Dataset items

** START **

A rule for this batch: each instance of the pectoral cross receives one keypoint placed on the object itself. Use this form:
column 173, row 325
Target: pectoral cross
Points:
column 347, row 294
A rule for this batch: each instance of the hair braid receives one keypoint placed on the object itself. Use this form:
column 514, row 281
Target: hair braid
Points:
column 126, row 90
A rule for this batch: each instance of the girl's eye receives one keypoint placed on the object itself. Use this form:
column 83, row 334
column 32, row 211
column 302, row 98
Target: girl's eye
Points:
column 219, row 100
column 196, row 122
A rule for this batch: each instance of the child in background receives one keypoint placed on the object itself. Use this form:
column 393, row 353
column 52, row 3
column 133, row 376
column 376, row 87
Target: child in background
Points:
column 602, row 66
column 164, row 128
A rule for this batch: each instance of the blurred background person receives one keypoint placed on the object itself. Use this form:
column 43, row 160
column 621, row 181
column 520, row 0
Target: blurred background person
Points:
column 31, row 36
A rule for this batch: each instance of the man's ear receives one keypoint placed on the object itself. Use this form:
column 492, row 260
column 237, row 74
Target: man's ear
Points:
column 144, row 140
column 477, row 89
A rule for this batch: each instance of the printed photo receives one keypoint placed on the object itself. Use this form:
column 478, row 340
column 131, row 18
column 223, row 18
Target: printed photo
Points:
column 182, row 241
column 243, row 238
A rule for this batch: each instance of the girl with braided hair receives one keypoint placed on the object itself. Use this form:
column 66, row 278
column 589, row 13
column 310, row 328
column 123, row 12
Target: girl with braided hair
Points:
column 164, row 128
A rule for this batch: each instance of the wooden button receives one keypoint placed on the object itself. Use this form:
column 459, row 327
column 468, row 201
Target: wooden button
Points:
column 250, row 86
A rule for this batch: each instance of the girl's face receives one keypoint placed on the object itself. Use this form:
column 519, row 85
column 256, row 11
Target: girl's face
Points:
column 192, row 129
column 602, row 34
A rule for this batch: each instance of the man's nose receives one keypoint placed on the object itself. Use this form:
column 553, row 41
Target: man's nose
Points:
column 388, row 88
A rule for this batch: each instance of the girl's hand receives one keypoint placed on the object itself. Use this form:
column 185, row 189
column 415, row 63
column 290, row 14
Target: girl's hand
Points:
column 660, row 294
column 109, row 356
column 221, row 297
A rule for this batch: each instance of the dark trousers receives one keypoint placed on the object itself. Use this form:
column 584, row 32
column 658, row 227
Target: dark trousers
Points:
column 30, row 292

** END **

Written request:
Reproduce every one of the records above verbatim, with no changes.

Solved exercise:
A rule for this batch: each instance of the pectoral cross receives one keypoint placed on the object itself. Use this form:
column 173, row 325
Target: pectoral cross
Points:
column 347, row 294
A rule for this batch: each instance of the hair braid receives one keypoint placed on the object itself. Use this form:
column 514, row 281
Target: hair braid
Points:
column 126, row 90
A rule for this batch: each instance of the girl's eye receives one keypoint placed on the object itself. Use this form:
column 83, row 334
column 32, row 211
column 302, row 98
Target: girl's eye
Points:
column 219, row 100
column 196, row 122
A rule for this batch: each instance of the child in background receives one keypoint placed on the object itself. Use this form:
column 393, row 353
column 52, row 3
column 133, row 376
column 376, row 87
Target: child in background
Points:
column 602, row 66
column 164, row 128
A rule for this batch: each instance of the blurred background person receives one keypoint placed on the object itself. Use this form:
column 43, row 160
column 621, row 181
column 520, row 0
Target: blurred background person
Points:
column 31, row 36
A rule for this batch: each instance of the man's ear receives one keypoint placed on the object itself. Use this form:
column 492, row 260
column 237, row 74
Target: man's ear
Points:
column 144, row 140
column 477, row 89
A rule for this batch: each instance of the printed photo receives one keypoint placed on the object itself. Use this form:
column 478, row 340
column 131, row 18
column 223, row 18
Target: printed photo
Points:
column 182, row 241
column 243, row 238
A rule for this batch: each instance of the girl with braided hair receives one keypoint placed on the object itself. Use this form:
column 66, row 278
column 589, row 13
column 310, row 328
column 123, row 12
Target: girl with braided hair
Points:
column 164, row 128
A rule for this batch: each instance of the wooden button receives one keypoint placed on the object itself. Use this form:
column 459, row 327
column 468, row 201
Target: wooden button
Points:
column 250, row 86
A rule for this batch: each instance of the girl's face receives one keypoint placed on the object itself. Use this form:
column 519, row 85
column 256, row 11
Target: girl's face
Points:
column 192, row 129
column 602, row 34
A rule for this batch: each instance of the man's nose receives one keypoint placed on the object itself. Use this form:
column 553, row 41
Target: man's nose
Points:
column 388, row 88
A rule for this batch: each instance of the girl's hand receives one keypoint placed on the object itself. Use this form:
column 185, row 189
column 415, row 63
column 290, row 14
Target: girl's hand
Points:
column 660, row 294
column 109, row 356
column 221, row 297
A rule for this batch: each instance of the dark trousers receives one keypoint placed on the object itself. Use this form:
column 584, row 32
column 658, row 227
Target: dark trousers
Points:
column 30, row 292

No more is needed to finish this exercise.